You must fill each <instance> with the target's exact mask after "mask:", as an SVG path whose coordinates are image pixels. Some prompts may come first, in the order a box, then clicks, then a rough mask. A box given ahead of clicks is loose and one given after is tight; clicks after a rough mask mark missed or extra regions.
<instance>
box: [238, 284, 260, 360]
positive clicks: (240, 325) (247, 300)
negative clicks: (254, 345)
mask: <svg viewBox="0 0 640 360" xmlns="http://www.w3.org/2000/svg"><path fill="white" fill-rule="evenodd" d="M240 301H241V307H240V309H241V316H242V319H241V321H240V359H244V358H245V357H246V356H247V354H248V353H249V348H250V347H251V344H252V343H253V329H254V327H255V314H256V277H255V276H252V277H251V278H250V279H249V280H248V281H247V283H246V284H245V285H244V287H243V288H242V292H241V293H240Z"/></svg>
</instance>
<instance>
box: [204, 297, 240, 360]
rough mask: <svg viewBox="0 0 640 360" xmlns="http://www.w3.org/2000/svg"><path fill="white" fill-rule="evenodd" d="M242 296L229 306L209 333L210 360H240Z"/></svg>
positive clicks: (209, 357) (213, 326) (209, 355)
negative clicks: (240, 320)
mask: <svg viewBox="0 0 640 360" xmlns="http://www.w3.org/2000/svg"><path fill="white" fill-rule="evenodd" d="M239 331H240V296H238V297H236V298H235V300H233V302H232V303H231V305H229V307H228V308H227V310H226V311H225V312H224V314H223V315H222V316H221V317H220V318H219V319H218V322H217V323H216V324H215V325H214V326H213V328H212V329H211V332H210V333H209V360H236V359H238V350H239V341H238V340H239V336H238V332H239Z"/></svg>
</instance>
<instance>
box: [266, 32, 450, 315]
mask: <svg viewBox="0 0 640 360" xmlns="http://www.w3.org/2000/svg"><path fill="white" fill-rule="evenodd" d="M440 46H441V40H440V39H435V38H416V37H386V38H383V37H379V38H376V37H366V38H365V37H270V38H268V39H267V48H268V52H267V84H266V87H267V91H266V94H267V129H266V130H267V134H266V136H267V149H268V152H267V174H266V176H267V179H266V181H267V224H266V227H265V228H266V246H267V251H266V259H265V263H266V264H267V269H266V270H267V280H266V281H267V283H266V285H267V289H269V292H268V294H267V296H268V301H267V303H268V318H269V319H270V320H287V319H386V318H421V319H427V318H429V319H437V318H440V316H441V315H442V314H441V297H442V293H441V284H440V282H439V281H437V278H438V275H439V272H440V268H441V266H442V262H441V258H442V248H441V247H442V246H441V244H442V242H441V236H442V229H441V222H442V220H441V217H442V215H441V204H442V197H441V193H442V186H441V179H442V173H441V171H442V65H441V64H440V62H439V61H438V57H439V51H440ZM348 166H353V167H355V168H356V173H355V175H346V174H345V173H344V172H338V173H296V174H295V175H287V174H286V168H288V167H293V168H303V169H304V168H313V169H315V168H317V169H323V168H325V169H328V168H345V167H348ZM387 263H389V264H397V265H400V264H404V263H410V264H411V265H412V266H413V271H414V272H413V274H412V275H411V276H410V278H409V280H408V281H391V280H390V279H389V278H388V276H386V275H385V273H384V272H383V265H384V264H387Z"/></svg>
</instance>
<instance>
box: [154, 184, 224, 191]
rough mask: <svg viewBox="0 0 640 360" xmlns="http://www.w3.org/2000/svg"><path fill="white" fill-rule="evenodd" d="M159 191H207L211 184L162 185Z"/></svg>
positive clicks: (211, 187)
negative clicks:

- _YOUR GOAL_: Retype the data precisely.

- _RESPONSE TO THE EXERCISE_:
You must fill each <instance> with the target's exact mask after "mask:", as an SVG path whose coordinates are image pixels. Some prompts may come first, in the order a box, then clicks, then a rough mask. A box given ahead of clicks is loose and one given after is tight; clicks after a rough mask mark missed or extra regions.
<instance>
box: [238, 284, 260, 360]
positive clicks: (240, 325) (247, 300)
negative clicks: (254, 345)
mask: <svg viewBox="0 0 640 360" xmlns="http://www.w3.org/2000/svg"><path fill="white" fill-rule="evenodd" d="M240 301H241V307H240V309H241V316H242V319H241V321H240V359H244V358H245V357H246V356H247V354H248V353H249V348H250V347H251V344H252V343H253V329H254V327H255V314H256V277H255V276H252V277H251V278H250V279H249V280H248V281H247V283H246V284H245V285H244V287H243V288H242V292H241V293H240Z"/></svg>
</instance>
<instance>
box: [204, 297, 240, 360]
rough mask: <svg viewBox="0 0 640 360" xmlns="http://www.w3.org/2000/svg"><path fill="white" fill-rule="evenodd" d="M242 296L229 306L209 333L210 360H240Z"/></svg>
positive clicks: (209, 357) (213, 326) (209, 355)
negative clicks: (240, 320)
mask: <svg viewBox="0 0 640 360" xmlns="http://www.w3.org/2000/svg"><path fill="white" fill-rule="evenodd" d="M239 331H240V296H238V297H236V298H235V300H233V302H232V303H231V305H229V307H228V308H227V310H226V311H225V312H224V314H223V315H222V316H221V317H220V318H219V319H218V322H217V323H216V324H215V325H214V326H213V328H212V329H211V332H210V333H209V360H236V359H238V350H239V341H238V340H239V336H238V332H239Z"/></svg>
</instance>
<instance>
box: [266, 32, 450, 315]
mask: <svg viewBox="0 0 640 360" xmlns="http://www.w3.org/2000/svg"><path fill="white" fill-rule="evenodd" d="M440 46H441V40H440V39H435V38H416V37H386V38H383V37H379V38H376V37H366V38H365V37H270V38H268V39H267V48H268V52H267V84H266V87H267V91H266V94H267V129H266V130H267V134H266V136H267V149H268V152H267V174H266V176H267V179H266V181H267V224H266V227H265V228H266V246H267V251H266V259H265V263H266V264H267V269H266V270H267V280H266V281H267V283H266V285H267V289H269V292H268V294H267V296H268V301H267V303H268V318H269V319H270V320H287V319H386V318H421V319H427V318H429V319H437V318H440V316H441V315H442V314H441V297H442V293H441V284H440V282H439V281H437V278H438V275H439V272H440V268H441V266H442V262H441V258H442V248H441V247H442V246H441V244H442V242H441V236H442V229H441V222H442V220H441V217H442V215H441V204H442V197H441V193H442V186H441V179H442V173H441V171H442V65H441V64H440V62H439V61H438V57H439V51H440ZM348 166H353V167H355V168H356V173H355V175H346V174H345V173H344V172H338V173H296V174H295V175H287V174H286V168H288V167H293V168H303V169H304V168H313V169H315V168H317V169H323V168H325V169H328V168H345V167H348ZM387 263H389V264H397V265H400V264H404V263H410V264H411V265H412V266H413V271H414V272H413V274H412V275H411V276H410V278H409V280H408V281H391V280H390V279H389V278H388V276H386V275H385V273H384V272H383V265H384V264H387Z"/></svg>
</instance>
<instance>
box: [154, 184, 224, 191]
rough mask: <svg viewBox="0 0 640 360" xmlns="http://www.w3.org/2000/svg"><path fill="white" fill-rule="evenodd" d="M159 191H207L211 184L162 185Z"/></svg>
positive clicks: (211, 187)
negative clicks:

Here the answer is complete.